#### Records provided ####
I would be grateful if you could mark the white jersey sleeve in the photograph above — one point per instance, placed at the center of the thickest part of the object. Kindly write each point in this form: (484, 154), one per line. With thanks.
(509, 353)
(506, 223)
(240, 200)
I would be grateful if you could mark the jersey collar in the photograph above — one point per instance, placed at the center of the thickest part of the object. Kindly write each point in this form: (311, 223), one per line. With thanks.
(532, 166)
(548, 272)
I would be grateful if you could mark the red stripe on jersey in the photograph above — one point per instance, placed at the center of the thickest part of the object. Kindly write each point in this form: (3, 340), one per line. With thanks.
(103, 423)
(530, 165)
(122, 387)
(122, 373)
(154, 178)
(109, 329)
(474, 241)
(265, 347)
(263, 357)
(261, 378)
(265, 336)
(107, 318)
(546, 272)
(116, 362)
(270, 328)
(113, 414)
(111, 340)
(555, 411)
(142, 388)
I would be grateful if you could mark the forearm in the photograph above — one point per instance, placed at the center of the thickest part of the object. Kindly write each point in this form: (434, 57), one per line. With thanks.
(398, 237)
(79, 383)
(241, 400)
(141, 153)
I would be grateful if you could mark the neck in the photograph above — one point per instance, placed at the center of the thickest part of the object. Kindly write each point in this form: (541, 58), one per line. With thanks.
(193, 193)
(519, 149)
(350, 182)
####
● **What is expected**
Copy every one of the point placement records above word for word, keeping each line as it appears.

● **Written answer**
I would be grateful if you could mark the white jersey sleeve in the photograph above — one point per instance, placed at the center of the thickest part of the object. Kindly write each point in this form: (484, 154), one per line. With thanks.
(509, 353)
(506, 223)
(240, 200)
I would be grateful if you could mark the jersey collar in the photograph above — one point per instance, placed at the center of the thickest part of the object. Kindly write each point in this form: (311, 223), one per line. With thanks.
(532, 166)
(548, 272)
I would be grateful if you could mark the red stripe on jersey in the photograph above — one point per instance, placed at the center of the thickest part of the object. Kindly write each point in this form: (3, 340), one per line. With thanks.
(103, 423)
(530, 165)
(122, 387)
(122, 373)
(154, 178)
(109, 329)
(474, 241)
(265, 347)
(263, 357)
(261, 378)
(265, 336)
(107, 318)
(546, 272)
(116, 362)
(270, 328)
(113, 414)
(111, 340)
(555, 411)
(142, 388)
I would be grateful if you could mark the forearm in the photograph above — one point per instance, placed at the center of the thickest part of the object. Kindly write each point in this form: (434, 57), one per line. With thanks.
(398, 237)
(79, 383)
(241, 400)
(141, 153)
I would be grateful if you could mark the neck in the photograph above — one point per instance, placed at the center of the thickest part of the object. Kindly write each point in this form: (541, 58), one per line. With thanks.
(193, 193)
(519, 149)
(350, 182)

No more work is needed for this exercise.